* _Material for the task_:
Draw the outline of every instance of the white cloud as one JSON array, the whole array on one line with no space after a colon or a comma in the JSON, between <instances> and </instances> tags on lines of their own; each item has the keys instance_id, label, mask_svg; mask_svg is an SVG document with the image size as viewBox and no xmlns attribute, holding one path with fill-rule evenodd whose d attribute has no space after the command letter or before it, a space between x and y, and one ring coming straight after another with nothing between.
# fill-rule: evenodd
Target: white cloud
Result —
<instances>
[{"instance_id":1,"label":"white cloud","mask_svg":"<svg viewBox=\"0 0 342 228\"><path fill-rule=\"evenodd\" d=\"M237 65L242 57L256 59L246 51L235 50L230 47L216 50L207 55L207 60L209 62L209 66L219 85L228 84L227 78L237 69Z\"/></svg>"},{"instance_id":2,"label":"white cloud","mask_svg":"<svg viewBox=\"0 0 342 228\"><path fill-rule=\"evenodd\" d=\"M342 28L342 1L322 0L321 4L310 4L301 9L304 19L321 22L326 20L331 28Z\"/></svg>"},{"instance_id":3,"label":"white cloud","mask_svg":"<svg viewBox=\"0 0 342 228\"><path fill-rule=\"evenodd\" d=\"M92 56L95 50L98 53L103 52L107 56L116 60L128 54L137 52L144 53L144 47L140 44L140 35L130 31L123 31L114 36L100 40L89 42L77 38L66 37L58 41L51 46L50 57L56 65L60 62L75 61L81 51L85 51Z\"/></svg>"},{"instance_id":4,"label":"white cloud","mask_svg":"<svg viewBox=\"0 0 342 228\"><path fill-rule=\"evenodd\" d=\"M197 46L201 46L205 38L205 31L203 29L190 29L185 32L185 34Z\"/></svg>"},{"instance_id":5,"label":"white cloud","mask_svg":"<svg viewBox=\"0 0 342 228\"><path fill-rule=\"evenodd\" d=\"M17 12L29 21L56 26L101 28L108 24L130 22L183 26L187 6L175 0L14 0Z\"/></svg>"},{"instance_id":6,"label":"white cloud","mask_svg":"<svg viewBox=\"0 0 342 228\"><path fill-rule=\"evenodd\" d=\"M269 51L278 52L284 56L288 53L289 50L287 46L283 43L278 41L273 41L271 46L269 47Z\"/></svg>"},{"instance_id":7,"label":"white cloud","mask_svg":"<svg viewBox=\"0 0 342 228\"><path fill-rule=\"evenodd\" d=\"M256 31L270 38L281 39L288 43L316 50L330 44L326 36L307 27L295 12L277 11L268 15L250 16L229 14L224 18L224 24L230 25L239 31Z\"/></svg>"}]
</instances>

* _Exercise details_:
Repeat all of the entries exactly.

* _Correct response_:
Draw the outline of every instance of the white cloud as one JSON array, the whole array on one line with no space after a colon or a comma in the JSON, between <instances> and </instances> tags on lines of their own; each item has the keys instance_id, label, mask_svg; mask_svg is an SVG document with the image size as viewBox and no xmlns attribute, holding one path with fill-rule evenodd whose d attribute has no space after the command letter or before it, a space between x and y, and one ring coming straight after another with nothing between.
# fill-rule: evenodd
Target: white cloud
Result —
<instances>
[{"instance_id":1,"label":"white cloud","mask_svg":"<svg viewBox=\"0 0 342 228\"><path fill-rule=\"evenodd\" d=\"M237 65L242 57L256 59L246 51L235 50L230 47L216 50L207 55L207 60L209 62L209 66L219 85L228 84L227 78L237 69Z\"/></svg>"},{"instance_id":2,"label":"white cloud","mask_svg":"<svg viewBox=\"0 0 342 228\"><path fill-rule=\"evenodd\" d=\"M342 28L342 1L322 0L321 4L310 4L301 9L304 19L321 22L326 20L331 28Z\"/></svg>"},{"instance_id":3,"label":"white cloud","mask_svg":"<svg viewBox=\"0 0 342 228\"><path fill-rule=\"evenodd\" d=\"M92 56L95 50L98 53L103 52L107 56L116 60L128 54L137 52L144 53L144 47L140 44L140 35L130 31L123 31L114 36L100 40L89 42L77 38L66 37L58 41L51 46L50 57L56 65L60 62L75 61L81 51L85 51Z\"/></svg>"},{"instance_id":4,"label":"white cloud","mask_svg":"<svg viewBox=\"0 0 342 228\"><path fill-rule=\"evenodd\" d=\"M197 46L201 46L205 38L205 31L203 29L190 29L185 32L185 34Z\"/></svg>"},{"instance_id":5,"label":"white cloud","mask_svg":"<svg viewBox=\"0 0 342 228\"><path fill-rule=\"evenodd\" d=\"M17 12L29 21L56 26L101 28L108 24L130 22L183 26L187 6L175 0L14 0Z\"/></svg>"},{"instance_id":6,"label":"white cloud","mask_svg":"<svg viewBox=\"0 0 342 228\"><path fill-rule=\"evenodd\" d=\"M269 51L278 52L284 56L288 53L289 50L287 46L283 43L278 41L273 41L271 46L269 47Z\"/></svg>"},{"instance_id":7,"label":"white cloud","mask_svg":"<svg viewBox=\"0 0 342 228\"><path fill-rule=\"evenodd\" d=\"M256 31L270 38L281 39L288 43L316 50L330 44L326 36L307 27L295 12L277 11L268 15L250 16L229 14L224 18L224 24L230 25L239 31Z\"/></svg>"}]
</instances>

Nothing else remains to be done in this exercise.